### RECORD EXTRACTS
=====

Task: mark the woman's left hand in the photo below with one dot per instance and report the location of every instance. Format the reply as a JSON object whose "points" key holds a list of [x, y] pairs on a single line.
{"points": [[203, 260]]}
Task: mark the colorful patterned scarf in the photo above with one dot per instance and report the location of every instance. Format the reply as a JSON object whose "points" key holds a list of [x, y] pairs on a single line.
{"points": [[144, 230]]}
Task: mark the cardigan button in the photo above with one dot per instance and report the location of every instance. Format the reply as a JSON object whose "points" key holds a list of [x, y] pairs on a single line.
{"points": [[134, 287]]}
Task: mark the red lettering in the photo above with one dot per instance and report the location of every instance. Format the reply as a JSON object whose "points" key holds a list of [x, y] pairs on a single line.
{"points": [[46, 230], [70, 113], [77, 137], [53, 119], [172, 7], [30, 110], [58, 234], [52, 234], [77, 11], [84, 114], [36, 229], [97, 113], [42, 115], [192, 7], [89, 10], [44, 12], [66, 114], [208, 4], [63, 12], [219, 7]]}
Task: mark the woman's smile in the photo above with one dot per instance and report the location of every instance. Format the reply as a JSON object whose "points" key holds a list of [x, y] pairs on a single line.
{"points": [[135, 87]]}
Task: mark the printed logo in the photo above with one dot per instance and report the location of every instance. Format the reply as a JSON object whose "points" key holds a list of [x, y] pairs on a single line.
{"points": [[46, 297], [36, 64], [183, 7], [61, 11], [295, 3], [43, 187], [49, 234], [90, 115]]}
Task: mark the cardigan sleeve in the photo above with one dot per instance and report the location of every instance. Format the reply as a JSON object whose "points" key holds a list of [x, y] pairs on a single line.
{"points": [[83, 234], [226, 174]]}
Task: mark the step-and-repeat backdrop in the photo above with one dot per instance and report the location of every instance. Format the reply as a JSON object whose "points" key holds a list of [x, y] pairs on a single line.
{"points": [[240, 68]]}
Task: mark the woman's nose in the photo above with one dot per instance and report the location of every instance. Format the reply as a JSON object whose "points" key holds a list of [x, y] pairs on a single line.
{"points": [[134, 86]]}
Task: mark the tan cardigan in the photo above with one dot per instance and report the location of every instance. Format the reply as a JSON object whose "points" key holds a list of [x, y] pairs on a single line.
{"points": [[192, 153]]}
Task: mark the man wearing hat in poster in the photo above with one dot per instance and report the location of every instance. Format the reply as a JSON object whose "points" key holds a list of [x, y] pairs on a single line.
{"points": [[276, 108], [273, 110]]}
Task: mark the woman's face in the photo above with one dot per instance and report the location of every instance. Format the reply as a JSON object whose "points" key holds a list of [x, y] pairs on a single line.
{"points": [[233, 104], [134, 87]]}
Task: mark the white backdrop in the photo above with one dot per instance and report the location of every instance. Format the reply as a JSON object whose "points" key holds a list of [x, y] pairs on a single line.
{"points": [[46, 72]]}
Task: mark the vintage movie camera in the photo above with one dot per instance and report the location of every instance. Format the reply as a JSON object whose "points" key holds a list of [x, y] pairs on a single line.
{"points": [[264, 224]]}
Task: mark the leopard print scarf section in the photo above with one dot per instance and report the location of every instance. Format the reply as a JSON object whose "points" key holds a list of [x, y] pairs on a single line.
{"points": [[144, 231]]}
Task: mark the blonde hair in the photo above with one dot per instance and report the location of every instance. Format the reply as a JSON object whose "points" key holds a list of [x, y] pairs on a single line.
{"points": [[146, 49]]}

=====

### SET TASK
Copy all of the records above word for word, keeping every line unchanged and in its original order.

### RESPONSE BELOW
Task: mark the woman's left hand in the photo below with one dot per instance and report the location of every instance. Format the reply as a JSON object whose "points" key holds a list of [x, y] pairs on a single line.
{"points": [[203, 260]]}
Task: mark the colorful patterned scarf in the photo above with one dot per instance and report the location of every instance. Format the reply as a JSON object whose "points" key holds a list of [x, y] pairs on a single line.
{"points": [[144, 230]]}
Task: mark the cardigan button in the photo above with one dot per instance and report the location of every instance. Format the reply as a JSON object whose "points" key holds a list of [x, y] pairs on a single line.
{"points": [[134, 287]]}
Task: mark the red lettering in the photo above with one dot per instance and report the location of every instance. Format the reply as a JSON object whose "points" key holds a list of [x, y] pairs on a single line.
{"points": [[46, 230], [70, 113], [77, 137], [53, 119], [172, 7], [30, 110], [58, 234], [52, 234], [77, 11], [84, 114], [36, 229], [97, 113], [42, 115], [192, 7], [89, 10], [44, 12], [66, 114], [208, 4], [63, 12], [219, 7]]}
Task: mark the woman's smile in the photo above with one dot per instance and report the location of every instance. Format the reply as a JSON object whose "points" key holds a list of [x, y] pairs on a single line.
{"points": [[135, 87]]}
Task: mark the printed logo in the photo above with one dot per instance and report the location of every instance. Format the reply as a JSON object whose "points" key holds a list of [x, y] pairs on a single line.
{"points": [[46, 297], [36, 64], [183, 7], [61, 11], [295, 3], [43, 187], [49, 234], [90, 115]]}
Task: mark the cardigan sleeve in the photo above with one dot per instance and report the location of every instance. Format the reply as a JSON object whose "points" key holds a list of [x, y] pairs on a single line.
{"points": [[83, 234], [226, 174]]}
Task: mark the step-and-repeat backdrop in the photo above with one dot per instance and report the location of every instance. Format the reply as a JSON object whose "points" key holds a list of [x, y] pairs on a single line.
{"points": [[240, 68]]}
Task: mark the woman's nose in the photo above with one dot per instance and report the location of every instance. Format the reply as a JSON object whose "points" key holds a list of [x, y] pairs on a single line.
{"points": [[134, 86]]}
Task: mark the tan cardigan in the photo above with one dot per instance and report the location of every instance. Format the reply as a JSON object whose "points" key holds a list of [x, y] pairs on a single line.
{"points": [[192, 153]]}
Task: mark the man wearing hat in poster in the photo above with one dot per instance and report the location of every instance. Format the reply as a JSON object whose "points" key holds a list of [x, y] pairs on a single line.
{"points": [[276, 108], [273, 110]]}
Task: mark the woman's face in the photo above with one dot per instance and report the location of every instance. Format the reply as a JSON object whose "points" key holds a list of [x, y] pairs on a single line.
{"points": [[233, 104], [134, 87]]}
Task: mark the white backdrop in the photo above with one dot per instance and report the location of every instance. Format the reply as a JSON object whose "points" key holds a list of [x, y] pairs on a single line.
{"points": [[46, 72]]}
Task: mark the vintage movie camera in the photo above with one dot per instance and report the location of every instance. Format the reply as a JSON object whose "points" key holds a list of [x, y] pairs on a single line.
{"points": [[264, 224]]}
Task: mark the leopard print scarf section in the photo above with one dot per instance and report the location of every instance. Format the reply as a JSON object whose "points" key holds a list of [x, y] pairs on a single line.
{"points": [[144, 231]]}
Task: mark the blonde hair in the photo above with one dot per instance and report the location of every instance. Format the reply as a JSON object whose "points" key holds a list of [x, y] pairs on a single line.
{"points": [[146, 49]]}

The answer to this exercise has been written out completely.